• _Task item_:
Quote the lines of the data below verbatim, beginning at the line that contains "Could you point out the bare shoulder" and ending at the last line, both included, and excluding pictures.
--- Material for the task Enclosed Below ---
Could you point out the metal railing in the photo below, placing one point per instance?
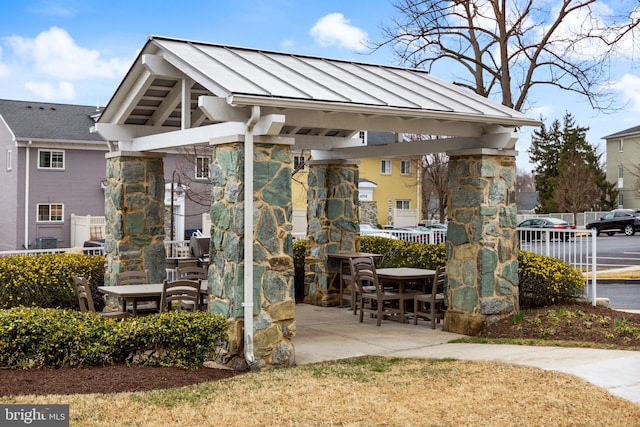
(575, 247)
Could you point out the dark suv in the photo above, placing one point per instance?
(625, 221)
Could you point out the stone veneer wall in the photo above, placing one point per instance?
(273, 286)
(332, 226)
(369, 212)
(482, 265)
(134, 206)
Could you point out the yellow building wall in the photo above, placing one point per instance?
(394, 186)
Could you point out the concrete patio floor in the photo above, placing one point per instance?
(331, 333)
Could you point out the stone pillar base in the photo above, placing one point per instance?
(461, 322)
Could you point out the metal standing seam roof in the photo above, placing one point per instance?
(48, 121)
(266, 74)
(293, 82)
(634, 131)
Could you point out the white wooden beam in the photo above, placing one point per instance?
(307, 142)
(185, 116)
(167, 106)
(157, 66)
(269, 125)
(382, 123)
(181, 138)
(405, 149)
(134, 94)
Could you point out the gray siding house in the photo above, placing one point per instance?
(623, 158)
(54, 166)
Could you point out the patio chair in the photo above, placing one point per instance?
(193, 273)
(430, 305)
(85, 299)
(136, 277)
(373, 298)
(132, 277)
(181, 291)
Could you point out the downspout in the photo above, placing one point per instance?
(248, 236)
(27, 173)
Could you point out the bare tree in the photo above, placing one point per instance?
(576, 188)
(190, 162)
(505, 48)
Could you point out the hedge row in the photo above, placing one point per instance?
(45, 280)
(44, 337)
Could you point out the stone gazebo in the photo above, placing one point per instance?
(253, 107)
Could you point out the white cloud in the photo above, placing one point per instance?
(288, 44)
(335, 30)
(629, 86)
(54, 53)
(64, 91)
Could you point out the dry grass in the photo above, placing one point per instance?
(365, 391)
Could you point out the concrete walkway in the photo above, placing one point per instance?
(335, 333)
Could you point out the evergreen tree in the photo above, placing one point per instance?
(557, 148)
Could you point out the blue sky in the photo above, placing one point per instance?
(76, 51)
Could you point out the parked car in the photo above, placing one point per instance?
(545, 223)
(625, 221)
(368, 229)
(411, 234)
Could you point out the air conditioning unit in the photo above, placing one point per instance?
(46, 243)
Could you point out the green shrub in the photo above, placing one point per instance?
(400, 253)
(37, 338)
(545, 281)
(45, 280)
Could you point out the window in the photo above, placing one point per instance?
(385, 167)
(363, 136)
(405, 167)
(50, 212)
(202, 167)
(299, 163)
(50, 159)
(403, 204)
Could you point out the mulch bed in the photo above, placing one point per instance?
(103, 379)
(594, 325)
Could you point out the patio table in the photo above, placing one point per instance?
(135, 293)
(400, 276)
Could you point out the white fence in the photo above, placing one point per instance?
(416, 236)
(575, 247)
(33, 252)
(86, 227)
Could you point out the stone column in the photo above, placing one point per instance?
(332, 226)
(273, 286)
(482, 250)
(134, 210)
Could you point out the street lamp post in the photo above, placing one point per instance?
(174, 190)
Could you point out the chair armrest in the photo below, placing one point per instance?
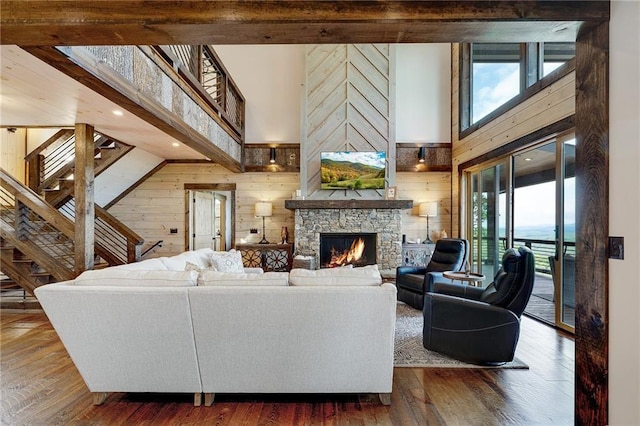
(469, 330)
(458, 290)
(464, 314)
(401, 270)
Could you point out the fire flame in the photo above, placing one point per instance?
(348, 256)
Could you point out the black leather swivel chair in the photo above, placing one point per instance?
(481, 325)
(450, 254)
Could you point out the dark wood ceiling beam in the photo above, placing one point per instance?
(249, 22)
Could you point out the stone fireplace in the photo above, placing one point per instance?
(382, 218)
(351, 248)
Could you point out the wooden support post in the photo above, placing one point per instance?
(592, 226)
(84, 198)
(208, 399)
(34, 169)
(385, 398)
(99, 398)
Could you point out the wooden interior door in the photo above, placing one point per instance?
(204, 232)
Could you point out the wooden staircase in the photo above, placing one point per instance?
(37, 233)
(51, 166)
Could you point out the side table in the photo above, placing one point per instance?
(472, 278)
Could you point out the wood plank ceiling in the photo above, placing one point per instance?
(66, 22)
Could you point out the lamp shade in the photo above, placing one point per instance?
(430, 208)
(264, 209)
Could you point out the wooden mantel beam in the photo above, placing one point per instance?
(117, 22)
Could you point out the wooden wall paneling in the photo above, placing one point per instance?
(257, 158)
(420, 187)
(546, 107)
(346, 107)
(555, 103)
(159, 203)
(13, 149)
(437, 157)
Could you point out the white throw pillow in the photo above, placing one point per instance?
(127, 278)
(365, 275)
(216, 278)
(193, 267)
(227, 261)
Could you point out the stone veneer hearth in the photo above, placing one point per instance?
(386, 223)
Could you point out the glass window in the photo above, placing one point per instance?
(495, 76)
(556, 54)
(492, 74)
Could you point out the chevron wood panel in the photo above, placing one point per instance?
(347, 107)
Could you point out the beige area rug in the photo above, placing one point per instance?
(409, 351)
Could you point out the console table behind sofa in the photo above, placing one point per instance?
(269, 257)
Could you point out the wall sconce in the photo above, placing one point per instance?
(428, 209)
(263, 210)
(422, 154)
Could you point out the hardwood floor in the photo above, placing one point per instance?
(40, 386)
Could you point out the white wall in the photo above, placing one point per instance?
(423, 93)
(270, 77)
(624, 213)
(122, 174)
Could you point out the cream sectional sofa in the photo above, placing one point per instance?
(144, 328)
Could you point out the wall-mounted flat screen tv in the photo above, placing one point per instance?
(353, 170)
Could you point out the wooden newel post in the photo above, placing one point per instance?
(84, 198)
(34, 172)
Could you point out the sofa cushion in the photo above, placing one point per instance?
(200, 257)
(227, 261)
(365, 275)
(154, 264)
(127, 278)
(217, 278)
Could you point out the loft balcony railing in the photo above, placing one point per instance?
(201, 68)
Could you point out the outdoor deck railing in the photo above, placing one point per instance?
(541, 248)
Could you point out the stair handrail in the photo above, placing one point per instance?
(134, 241)
(37, 204)
(30, 217)
(59, 135)
(114, 241)
(156, 244)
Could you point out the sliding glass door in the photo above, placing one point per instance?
(528, 199)
(488, 217)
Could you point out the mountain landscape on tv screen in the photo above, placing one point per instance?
(350, 174)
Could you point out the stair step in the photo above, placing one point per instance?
(18, 299)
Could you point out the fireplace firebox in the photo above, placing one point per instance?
(341, 249)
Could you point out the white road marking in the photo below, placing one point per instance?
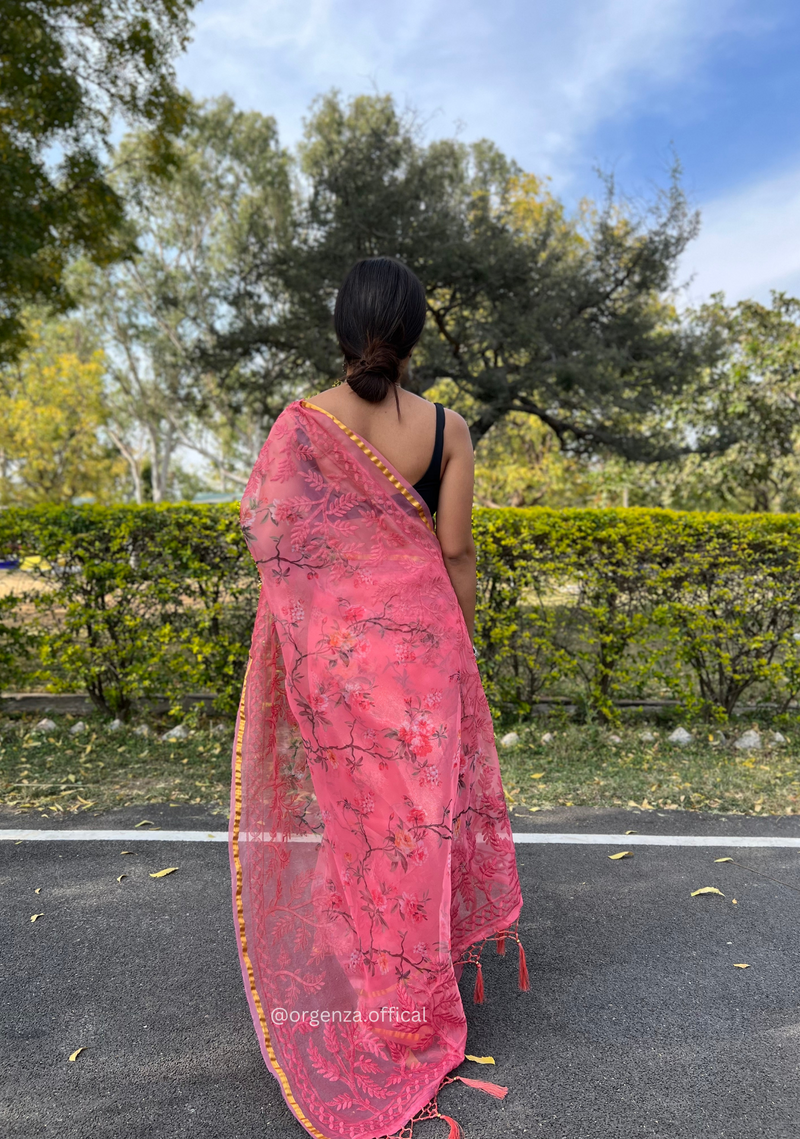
(520, 837)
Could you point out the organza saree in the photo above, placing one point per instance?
(369, 841)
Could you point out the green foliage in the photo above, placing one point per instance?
(704, 606)
(563, 318)
(133, 601)
(67, 70)
(51, 409)
(754, 395)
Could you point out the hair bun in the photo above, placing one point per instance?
(373, 374)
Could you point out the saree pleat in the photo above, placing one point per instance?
(369, 840)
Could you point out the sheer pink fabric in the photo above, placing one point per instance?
(369, 838)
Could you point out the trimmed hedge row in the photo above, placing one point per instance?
(702, 606)
(131, 601)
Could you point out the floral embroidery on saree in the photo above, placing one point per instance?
(370, 845)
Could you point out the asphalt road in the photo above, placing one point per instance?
(637, 1023)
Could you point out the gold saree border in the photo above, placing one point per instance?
(243, 936)
(370, 455)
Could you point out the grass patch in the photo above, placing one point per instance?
(587, 765)
(58, 772)
(579, 765)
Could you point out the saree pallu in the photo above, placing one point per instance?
(369, 838)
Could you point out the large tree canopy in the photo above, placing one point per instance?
(67, 70)
(570, 319)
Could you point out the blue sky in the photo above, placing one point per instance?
(564, 88)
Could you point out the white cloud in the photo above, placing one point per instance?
(537, 78)
(749, 243)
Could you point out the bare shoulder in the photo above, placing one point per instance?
(457, 437)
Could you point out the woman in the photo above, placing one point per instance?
(369, 841)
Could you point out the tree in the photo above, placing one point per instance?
(68, 68)
(752, 394)
(197, 232)
(51, 419)
(569, 319)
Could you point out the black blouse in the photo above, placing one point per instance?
(427, 486)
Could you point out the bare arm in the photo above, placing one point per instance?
(454, 516)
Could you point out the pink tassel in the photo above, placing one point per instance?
(492, 1089)
(478, 996)
(455, 1129)
(524, 981)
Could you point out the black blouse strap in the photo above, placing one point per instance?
(439, 444)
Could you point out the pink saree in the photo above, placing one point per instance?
(369, 841)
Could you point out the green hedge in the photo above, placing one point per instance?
(620, 603)
(132, 601)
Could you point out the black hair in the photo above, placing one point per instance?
(378, 318)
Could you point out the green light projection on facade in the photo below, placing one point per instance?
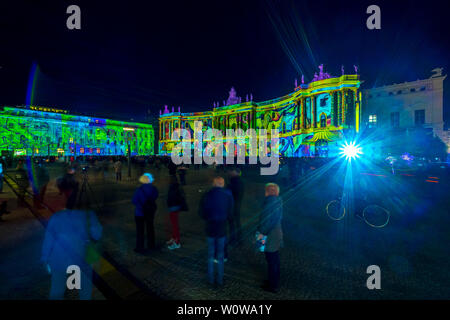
--- End of Enclosed Material for the task ---
• _Response_:
Could you point out the bare shoulder in the photo above, placing one point per instance?
(457, 437)
Could you point out the woman in the photo above, placing one point per instance?
(369, 841)
Could you point out the tree in the photo above, placing one point per instance?
(68, 68)
(752, 394)
(197, 232)
(51, 419)
(569, 319)
Could you point out the black blouse in the photo above, placing one point per instance?
(427, 486)
Could you point out the bare arm in the photo above, placing one point per instance?
(454, 516)
Could you point out the pink tassel in the photo above, placing one point per instance?
(492, 1089)
(478, 996)
(455, 1129)
(524, 981)
Could you point out the black blouse strap in the photo above, placing one point per instance?
(439, 444)
Could you point out the pink saree in the photo above, placing one point per instance?
(369, 841)
Could you point out the green hedge in the photo above, placing one point per instance?
(620, 603)
(132, 601)
Could you point out the black hair in the photo above, placing one point per instance?
(378, 318)
Could you point out the green light projection on facade in the photo below, placing one point per instance?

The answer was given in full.